A balmy summer day, upstairs in an old Victorian meeting hall. High vaulted ceiling, creaky redwood floorboards, tall arched windows, walls covered in decades of peeling paint and torn wallpaper. This is what was Temperance Hall in South Melbourne. Politely and tentatively occupying the space: a bounty of small-scale, diminutive works; many on paper, some acrylics or oils on canvas, all exploring collage aesthetics. One had to move close to these works to engage with them: no immersive phantasmagoria or gargantuan grandstanding here.
This is the group exhibition CUT. The selected artists—Rob McHaffie, Alasdair McLuckie, Andrée van Schaik and Constanze Zikos—have been grouped temporarily in this exhibition in an orbit from the stable at Murray White Room. While all artists share a relationship to this gallery, I wouldn’t regard it as being “curated” (which is now what influencers do by posting a sponsor-led listicle). Thankfully, it’s more like a multi-act bill at a gig venue, which means they may or may not relate to each other, and it doesn’t matter either way. Robyn McKenzie’s brief catalogue essay notes their relation to the “cut” aesthetic of collage, but I found the experience of being in the space with the works to be more powerful than their category or identity. Rather, the show’s remit to decipher, decode and discern each work’s puzzling effect made for an absorbing time spent in a transitory gallery space.
Before discussing the works in detail: some reflections on being in that distressed, occupied space, scrutinising small rectangles of magazine cut-ups. After three years of COVID-19 lock-downs, many artists were forced into a not dissimilar situation: squinting into computer screens, scrolling through on-line magazines, attempting to still produce art funnelled through an image-laden but socially-bereft “world” that they sought to reflect, critique or embrace. I can comprehend the existential crisis felt by artists, but I remain highly unimpressed by the op-ed art they produced, which purported to emotionally comment on their situation. For my part, I instantly unsubscribed from each and every arts organisation who group-emailed me about the “essential work” produced by artists, and how “we” should support them. I always thought artists essentially worked alone, choosing to be “non-essential” and forging whatever they desired in ways not articulated by sociologists, anthropologists, educators, politicians or community leaders. In my widely unshared view, the key strength of the arts lies in its amorality, isolationism, insularity, pretentiousness and general distance from mainstream culture. COVID-19’s impact on the arts thus may have sealed the fate of its mandated social responsibility for all and sundry.
Coming at what might be the end of COVID-19’s triennium of terror, CUT offers an unexpected opportunity to consider an alternative gameplay and outcome. I will attempt to justify this claim by considering how the collage-specific works by the four artists in CUT intuitively and thoughtfully address: (i) what it means to make art in isolation; (ii) how an artist looks out at the world from a dislodged position; and (iii) how their manipulation of image as material potentially liberates “collage” from its 20th century origins, gesturing towards a continuum of “imaging” that embeds seeing, looking, being and copying into an expanding visuality that is not tethered to futurologist hype.

▶ _PROVIDED RECORDS_:

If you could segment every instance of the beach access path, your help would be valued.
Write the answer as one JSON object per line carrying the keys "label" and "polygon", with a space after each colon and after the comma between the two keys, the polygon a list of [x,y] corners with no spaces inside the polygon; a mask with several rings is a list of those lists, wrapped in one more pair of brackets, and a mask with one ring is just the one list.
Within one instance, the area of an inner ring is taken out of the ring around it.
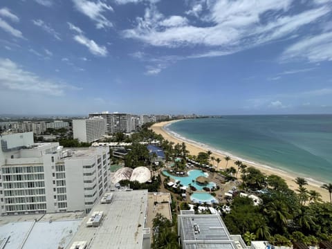
{"label": "beach access path", "polygon": [[[181,144],[183,142],[184,142],[186,145],[187,149],[190,151],[190,154],[192,155],[198,155],[198,154],[201,151],[206,151],[208,149],[207,148],[204,148],[203,147],[200,147],[196,144],[191,143],[187,141],[185,141],[184,140],[182,140],[179,138],[175,137],[169,133],[166,132],[165,130],[163,129],[163,127],[169,124],[169,123],[174,122],[177,122],[178,120],[172,120],[172,121],[167,121],[167,122],[161,122],[158,123],[156,123],[153,124],[151,127],[151,129],[156,132],[157,134],[160,134],[163,136],[163,137],[169,140],[169,142],[173,142],[176,143],[180,143]],[[212,154],[211,156],[214,156],[214,158],[219,158],[221,161],[219,163],[219,169],[225,169],[226,167],[226,160],[224,159],[225,155],[220,154],[220,153],[216,153],[216,151],[214,151],[213,150],[210,149],[212,152]],[[234,167],[235,169],[237,169],[237,166],[234,163],[235,160],[237,159],[236,158],[232,158],[228,161],[228,167]],[[258,165],[253,165],[248,163],[245,163],[246,165],[248,167],[254,167],[257,169],[259,169],[260,171],[262,172],[265,173],[266,175],[270,175],[270,174],[275,174],[277,176],[279,176],[282,178],[284,178],[286,182],[287,183],[289,188],[290,188],[293,190],[296,190],[298,188],[298,185],[294,182],[294,179],[298,177],[299,176],[297,176],[294,174],[290,174],[288,172],[282,172],[280,170],[278,170],[277,169],[273,169],[273,168],[267,168],[263,165],[259,166]],[[216,165],[216,163],[214,162],[214,164]],[[307,180],[308,181],[308,180]],[[322,189],[320,187],[320,185],[317,185],[314,182],[311,182],[308,181],[308,185],[306,185],[305,187],[308,190],[315,190],[317,192],[319,192],[322,195],[322,199],[324,201],[330,201],[330,196],[329,194],[329,192],[324,189]]]}

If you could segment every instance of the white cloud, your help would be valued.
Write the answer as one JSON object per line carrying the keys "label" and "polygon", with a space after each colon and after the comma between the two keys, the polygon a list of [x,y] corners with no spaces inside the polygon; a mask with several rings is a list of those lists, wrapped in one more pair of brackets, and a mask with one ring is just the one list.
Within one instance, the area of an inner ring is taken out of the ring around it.
{"label": "white cloud", "polygon": [[48,55],[48,56],[53,56],[53,53],[50,52],[48,49],[45,48],[44,49],[45,53]]}
{"label": "white cloud", "polygon": [[203,10],[203,6],[201,3],[195,4],[192,6],[192,8],[188,11],[185,12],[185,14],[189,15],[193,15],[196,17],[199,17],[200,13]]}
{"label": "white cloud", "polygon": [[[124,30],[122,35],[126,38],[155,46],[196,46],[205,48],[205,52],[201,50],[191,55],[192,57],[224,55],[295,35],[299,28],[317,21],[331,11],[328,5],[323,5],[290,14],[293,13],[288,11],[293,2],[293,0],[208,1],[207,11],[199,17],[201,21],[205,22],[203,26],[196,23],[194,25],[182,17],[176,17],[177,22],[174,21],[172,17],[165,17],[158,11],[155,5],[150,5],[146,8],[144,17],[136,18],[136,26]],[[196,8],[195,13],[199,15],[203,6]],[[268,18],[262,17],[268,12]],[[164,25],[165,23],[181,25]]]}
{"label": "white cloud", "polygon": [[165,27],[178,27],[185,26],[188,23],[188,19],[180,16],[172,16],[163,20],[160,25]]}
{"label": "white cloud", "polygon": [[302,68],[302,69],[294,69],[294,70],[288,70],[284,72],[280,73],[280,75],[290,75],[290,74],[295,74],[295,73],[306,73],[310,72],[316,68]]}
{"label": "white cloud", "polygon": [[277,77],[272,77],[268,78],[268,80],[280,80],[281,77],[280,76],[277,76]]}
{"label": "white cloud", "polygon": [[112,27],[113,24],[103,15],[104,12],[113,12],[113,8],[107,3],[98,1],[73,0],[75,8],[95,22],[97,28]]}
{"label": "white cloud", "polygon": [[50,7],[53,5],[51,0],[35,0],[35,1],[46,7]]}
{"label": "white cloud", "polygon": [[12,14],[9,9],[7,8],[3,8],[0,9],[0,16],[2,16],[3,17],[8,18],[11,21],[15,21],[15,22],[19,22],[19,18]]}
{"label": "white cloud", "polygon": [[8,23],[1,18],[0,18],[0,28],[2,28],[3,30],[15,36],[15,37],[24,38],[21,31],[12,27]]}
{"label": "white cloud", "polygon": [[52,27],[46,24],[44,21],[41,19],[33,20],[33,24],[42,28],[44,31],[47,32],[50,35],[52,35],[55,39],[61,40],[59,35]]}
{"label": "white cloud", "polygon": [[97,44],[95,41],[86,38],[83,35],[75,35],[74,40],[87,47],[89,50],[95,55],[102,57],[107,55],[108,51],[104,46],[100,46]]}
{"label": "white cloud", "polygon": [[118,4],[138,3],[141,2],[158,3],[160,0],[115,0]]}
{"label": "white cloud", "polygon": [[271,102],[268,107],[273,107],[273,108],[284,108],[285,107],[285,106],[282,104],[282,103],[279,100]]}
{"label": "white cloud", "polygon": [[77,89],[75,86],[42,79],[10,59],[3,58],[0,58],[0,88],[55,96],[63,95],[65,89]]}
{"label": "white cloud", "polygon": [[310,62],[332,60],[332,32],[306,37],[288,47],[282,60],[304,59]]}
{"label": "white cloud", "polygon": [[161,68],[159,67],[149,66],[145,72],[147,75],[156,75],[161,72]]}
{"label": "white cloud", "polygon": [[80,28],[78,28],[77,26],[75,26],[75,25],[73,25],[73,24],[71,24],[70,22],[67,22],[67,24],[69,26],[69,29],[71,30],[76,31],[77,33],[78,33],[80,34],[83,33],[83,31],[82,31],[82,30]]}
{"label": "white cloud", "polygon": [[41,54],[40,53],[37,52],[35,49],[30,48],[30,49],[28,50],[28,51],[29,51],[30,53],[33,53],[34,55],[37,55],[37,56],[42,57],[42,54]]}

▶ _TASK ITEM 1_:
In the review of CUT, who wrote the exhibition's catalogue essay?
▶ _TASK ITEM 2_:
Reproduce the review of CUT from "A balmy summer" up to and including "gargantuan grandstanding here.".

▶ _EXERCISE RESULT 1_:
Robyn McKenzie

▶ _EXERCISE RESULT 2_:
A balmy summer day, upstairs in an old Victorian meeting hall. High vaulted ceiling, creaky redwood floorboards, tall arched windows, walls covered in decades of peeling paint and torn wallpaper. This is what was Temperance Hall in South Melbourne. Politely and tentatively occupying the space: a bounty of small-scale, diminutive works; many on paper, some acrylics or oils on canvas, all exploring collage aesthetics. One had to move close to these works to engage with them: no immersive phantasmagoria or gargantuan grandstanding here.